[red-knot] Fix bug where module resolution would not be invalidated if an entire package was deleted#12378
Conversation
|
| FilePathRef::System(path) => resolver.db.system().path_exists(&path.join("__init__.pyi")), | ||
| FilePathRef::Vendored(path) => resolver.db.vendored().exists(path.join("__init__.pyi")), | ||
| FilePathRef::System(path) => system_path_to_file(resolver.db.upcast(),path.join("__init__.pyi")).is_some(), | ||
| FilePathRef::Vendored(path) => vendored_path_to_file(resolver.db.upcast(), path.join("__init__.pyi")).is_some(), |
There was a problem hiding this comment.
Nit: We can use vendored().exists here because we know that the system is read only.
There was a problem hiding this comment.
I wondered about this. In what situation should we use vendored_path_to_file()?
There was a problem hiding this comment.
In cases where we need a File, for example because we have to pass it to source_text
There was a problem hiding this comment.
Right -- but if we know it's immutable, maybe we should just be calling vendored.read-to_string() instead of source_text() to get the source text -- the same argument applies, no? (Not trying to be argumentative, just curious!)
There was a problem hiding this comment.
It depends. Not if it is a Python file, because calling source_text then has the benefit that we read the vendored python file exactly once instead of multiple times (file.read_to_string is not cached).
That's also not the point I made above. We need vendored_path_to_file when calling parsed_module because the function takes a File argument (because it doesn't care if it is a vendored or non vendored file). That's when you need a file.
There was a problem hiding this comment.

▶ [WORK TO BE COMPLETED]: Write the next portion of the code review discussion on module resolution, beginning after its final line. The material that follows this review discussion comes from a separate source.

▶ [MATERIAL SUPPLIED]:
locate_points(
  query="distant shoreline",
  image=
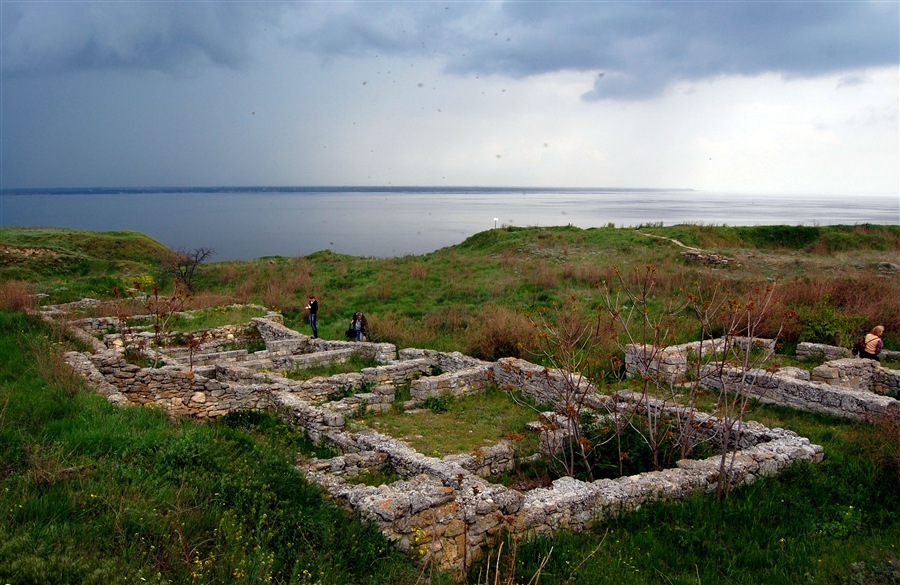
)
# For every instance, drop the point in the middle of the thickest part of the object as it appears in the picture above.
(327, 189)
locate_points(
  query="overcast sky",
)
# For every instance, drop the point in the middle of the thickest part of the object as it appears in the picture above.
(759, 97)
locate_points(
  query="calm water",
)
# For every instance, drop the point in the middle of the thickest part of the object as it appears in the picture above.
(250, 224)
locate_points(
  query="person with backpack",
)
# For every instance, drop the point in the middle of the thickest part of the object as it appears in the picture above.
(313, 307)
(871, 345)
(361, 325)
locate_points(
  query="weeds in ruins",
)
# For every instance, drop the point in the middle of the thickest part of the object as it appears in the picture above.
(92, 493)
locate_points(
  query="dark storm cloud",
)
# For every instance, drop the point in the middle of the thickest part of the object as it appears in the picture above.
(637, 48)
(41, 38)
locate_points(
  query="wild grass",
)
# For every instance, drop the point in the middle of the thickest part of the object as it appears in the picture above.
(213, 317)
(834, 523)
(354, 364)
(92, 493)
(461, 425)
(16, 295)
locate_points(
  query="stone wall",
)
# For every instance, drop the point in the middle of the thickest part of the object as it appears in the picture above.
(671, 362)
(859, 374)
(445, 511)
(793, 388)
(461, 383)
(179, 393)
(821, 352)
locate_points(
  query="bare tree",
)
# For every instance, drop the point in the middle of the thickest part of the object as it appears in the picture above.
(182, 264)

▶ [WRITTEN ANSWER]:
file.read_to_stringis not cached
Nor is vendored.exists() -- each time we call that, we'll be querying the zip archive. Is the logic that we think that this will be inexpensive enough that it's not worth caching?
There was a problem hiding this comment.
I'm not sure I understand. This seems to be unrelated to the original question.
it's not worth caching
Probably not. Caching comes at a high cost (memory, locking, lookup). We cache the resolved module, which should prevent from calling into the vendored system in the first place. But we have to wait for some real world usage to tell.
There was a problem hiding this comment.
This seems to be unrelated to the original question.
It seems related to me, but perhaps this illustates confusion on my part :-)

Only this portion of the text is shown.